→ Written instruction:
Reproduce the records below exactly as they appear.

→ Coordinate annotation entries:
· · · · · · ·
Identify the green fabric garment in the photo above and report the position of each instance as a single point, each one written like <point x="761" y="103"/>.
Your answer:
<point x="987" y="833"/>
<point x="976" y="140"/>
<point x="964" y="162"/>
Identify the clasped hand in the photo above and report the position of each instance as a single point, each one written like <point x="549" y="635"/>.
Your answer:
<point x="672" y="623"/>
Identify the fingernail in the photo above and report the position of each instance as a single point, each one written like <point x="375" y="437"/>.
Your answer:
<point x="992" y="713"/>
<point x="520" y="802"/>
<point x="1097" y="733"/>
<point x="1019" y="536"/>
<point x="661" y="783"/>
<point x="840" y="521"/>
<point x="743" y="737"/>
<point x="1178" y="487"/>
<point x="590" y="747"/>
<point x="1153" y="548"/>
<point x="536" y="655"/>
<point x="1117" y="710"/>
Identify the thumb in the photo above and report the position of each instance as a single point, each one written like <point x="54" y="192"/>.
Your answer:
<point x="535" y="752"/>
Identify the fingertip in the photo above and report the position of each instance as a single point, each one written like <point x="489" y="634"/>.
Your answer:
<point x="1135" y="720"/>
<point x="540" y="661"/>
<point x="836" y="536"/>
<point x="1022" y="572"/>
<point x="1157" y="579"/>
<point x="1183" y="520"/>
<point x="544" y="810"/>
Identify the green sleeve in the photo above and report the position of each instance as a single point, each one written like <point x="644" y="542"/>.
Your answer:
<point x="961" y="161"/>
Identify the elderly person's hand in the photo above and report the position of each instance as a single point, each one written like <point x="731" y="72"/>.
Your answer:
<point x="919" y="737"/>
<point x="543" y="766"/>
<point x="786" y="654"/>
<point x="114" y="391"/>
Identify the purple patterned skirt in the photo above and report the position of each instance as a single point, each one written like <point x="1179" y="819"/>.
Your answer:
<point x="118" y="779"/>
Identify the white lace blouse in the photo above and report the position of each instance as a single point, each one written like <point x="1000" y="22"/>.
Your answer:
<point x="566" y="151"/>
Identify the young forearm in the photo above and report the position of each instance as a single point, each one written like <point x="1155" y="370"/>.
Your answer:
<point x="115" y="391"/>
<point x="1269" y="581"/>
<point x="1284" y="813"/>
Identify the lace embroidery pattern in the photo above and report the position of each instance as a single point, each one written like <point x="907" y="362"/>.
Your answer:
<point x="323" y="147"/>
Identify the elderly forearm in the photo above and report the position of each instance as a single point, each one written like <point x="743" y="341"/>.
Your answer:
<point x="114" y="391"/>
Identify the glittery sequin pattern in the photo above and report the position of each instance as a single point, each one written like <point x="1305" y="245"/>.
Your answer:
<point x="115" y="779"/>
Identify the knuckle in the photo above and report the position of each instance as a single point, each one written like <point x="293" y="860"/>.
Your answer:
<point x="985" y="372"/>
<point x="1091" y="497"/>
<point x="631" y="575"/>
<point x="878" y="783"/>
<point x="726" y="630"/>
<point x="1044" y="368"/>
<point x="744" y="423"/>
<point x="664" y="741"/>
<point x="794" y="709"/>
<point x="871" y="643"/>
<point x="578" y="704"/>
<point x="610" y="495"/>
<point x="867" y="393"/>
· · · · · · ·
→ Task response:
Identify the green fabric garment in the photo above and report the position of each instance as a single point, each one written like <point x="761" y="103"/>.
Your answer:
<point x="987" y="833"/>
<point x="976" y="140"/>
<point x="964" y="162"/>
Identify the clasped hand in the photo above and report the position of each instance as a single point, each one written like <point x="549" y="635"/>.
Your answer:
<point x="672" y="623"/>
Identify the fingernail in the photo above and report the position of each instance as a single point, each one written like <point x="375" y="437"/>.
Your answer:
<point x="992" y="713"/>
<point x="520" y="802"/>
<point x="1097" y="733"/>
<point x="1019" y="536"/>
<point x="661" y="783"/>
<point x="840" y="521"/>
<point x="743" y="737"/>
<point x="1178" y="487"/>
<point x="590" y="747"/>
<point x="1153" y="548"/>
<point x="536" y="655"/>
<point x="1117" y="710"/>
Identify the thumb in the photo above and report the position of each instance as a single point, each one written like <point x="54" y="192"/>.
Your answer:
<point x="535" y="752"/>
Identify the fingertip in the photo above and report the position of each instance as a single point, each one written like <point x="489" y="634"/>.
Your answer:
<point x="1135" y="720"/>
<point x="540" y="661"/>
<point x="836" y="536"/>
<point x="1022" y="572"/>
<point x="1157" y="579"/>
<point x="1183" y="520"/>
<point x="544" y="810"/>
Identify the green sleeve in the photo above and report the position of each instance as a single point, each one written like <point x="644" y="542"/>.
Your answer:
<point x="961" y="161"/>
Identify the elderly person's hand in the photo above and report the position of each instance as a single point, each one written like <point x="731" y="72"/>.
Your answer:
<point x="919" y="737"/>
<point x="543" y="766"/>
<point x="786" y="654"/>
<point x="114" y="391"/>
Identify the purple patterned skirt in the photo above and report the position of each instance as a single point, each one written like <point x="1179" y="819"/>.
Your answer:
<point x="118" y="779"/>
Identify the white lace blouse in the photo above and report the position of each instance as a single point, each one written like <point x="1000" y="22"/>.
Your answer:
<point x="566" y="151"/>
Identify the young forearm in the photo above and report the position of each instance as a single point, each one written like <point x="1155" y="370"/>.
Your answer:
<point x="115" y="391"/>
<point x="1269" y="581"/>
<point x="1284" y="813"/>
Identify the lace embroidery pattern in the photo above and report the position of each instance as a single point, each one written like <point x="907" y="362"/>.
Your answer:
<point x="323" y="147"/>
Identify the elderly forearm in the photo above and report the position of each instance as a single point, each one written like <point x="743" y="341"/>.
Your answer:
<point x="114" y="391"/>
Identify the glittery sequin pattern in the photo above and report the position of each instance as a single point, each one written like <point x="1305" y="245"/>.
Your answer:
<point x="115" y="779"/>
Identify the knuckle in the photo above and report the position of each instance as a single point, each one written like <point x="293" y="860"/>.
Your answer:
<point x="985" y="372"/>
<point x="1091" y="497"/>
<point x="631" y="575"/>
<point x="878" y="783"/>
<point x="726" y="630"/>
<point x="1044" y="368"/>
<point x="744" y="423"/>
<point x="664" y="741"/>
<point x="794" y="709"/>
<point x="871" y="643"/>
<point x="578" y="704"/>
<point x="610" y="495"/>
<point x="867" y="393"/>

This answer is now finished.